- [Given task 1] Repeat the forum post word for word, beginning at the words that contain "Gaming in full" and stopping after "mode graphics driver.".
- [Given task 2] Say whether each statement agrees with the forum post, answering yes or no and quoting the deciding words exactly: (a) The graphics card is six years old. (b) When not in full screen, the driver crash produces a screen flicker in the Unreal Editor. (c) The STOP errors all blame the NVIDIA kernel mode graphics driver.

- [Source passage]
# # # # #

[SOLVED] STOP 0xD1 when playing full-screen games

NotWD · Feb 6, 2020

Okay, so, recently I've started experiencing NVIDIA kernel-mode display driver crashes and blue screens (STOP code in thread title, of course) when placing significant load upon my six-year-old GTX 760. There is a small wrinkle here, though:

Gaming in full screen will absolutely lock up the whole rig and produce a D1 STOP error if I don't hold the power button down. These STOPs all blame the NVIDIA kernel mode graphics driver.
When NOT in full screen and applying significant stress to the GPU (for example, when using the Unreal Editor), the GPU driver seems to just crash silently and recover. UEd is good at handling this situation so I don't get a screen flicker, it just locks up, crashes and leaves the OS intact.

# # # # #

- [Stored data]
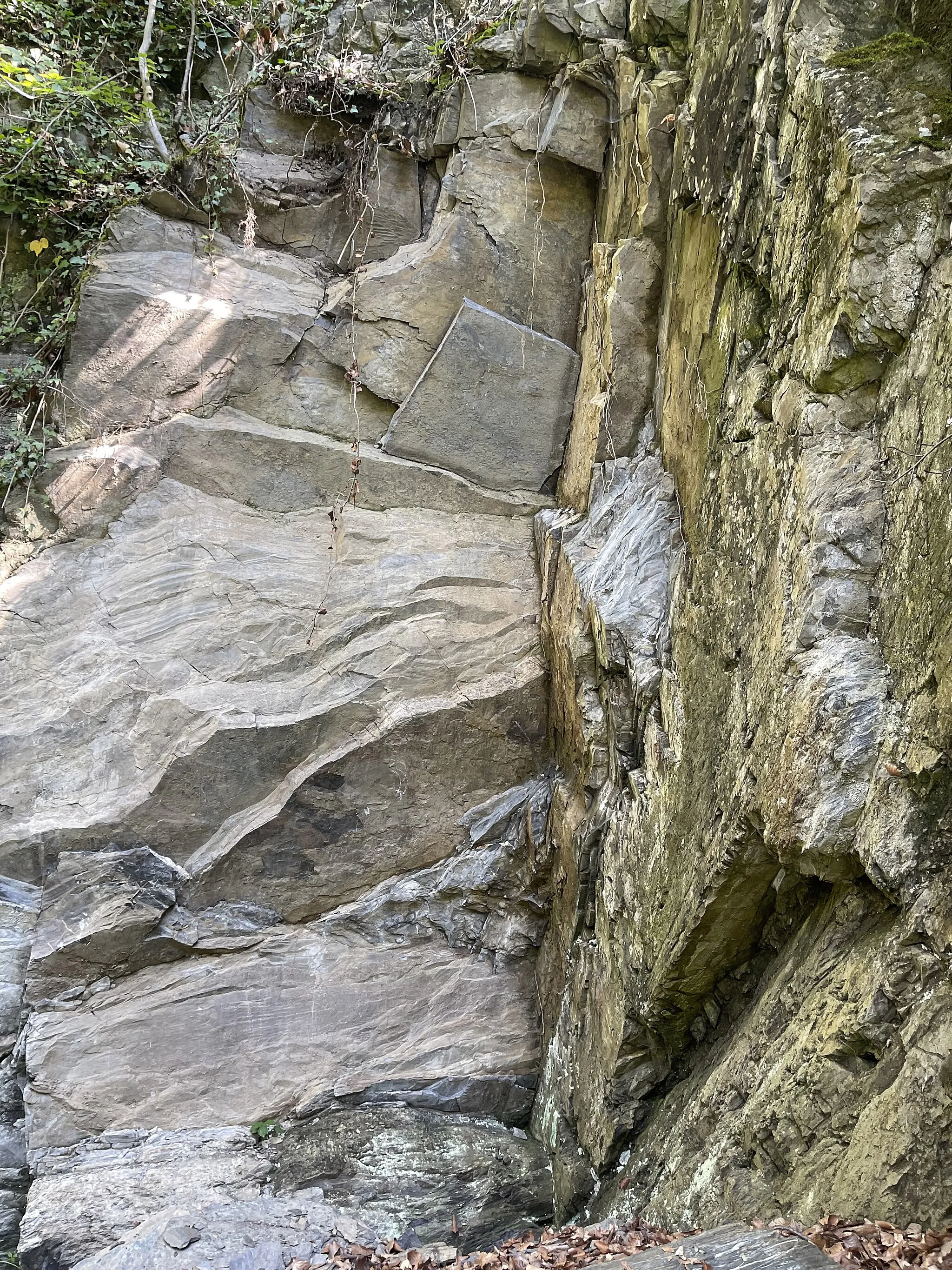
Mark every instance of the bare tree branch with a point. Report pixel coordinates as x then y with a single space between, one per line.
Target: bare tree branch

# # # # #

- [Worked answer 1]
Gaming in full screen will absolutely lock up the whole rig and produce a D1 STOP error if I don't hold the power button down. These STOPs all blame the NVIDIA kernel mode graphics driver.

- [Worked answer 2]
(a) Yes: "my six-year-old GTX 760"
(b) No: "UEd is good at handling this situation so I don't get a screen flicker"
(c) Yes: "These STOPs all blame the NVIDIA kernel mode graphics driver."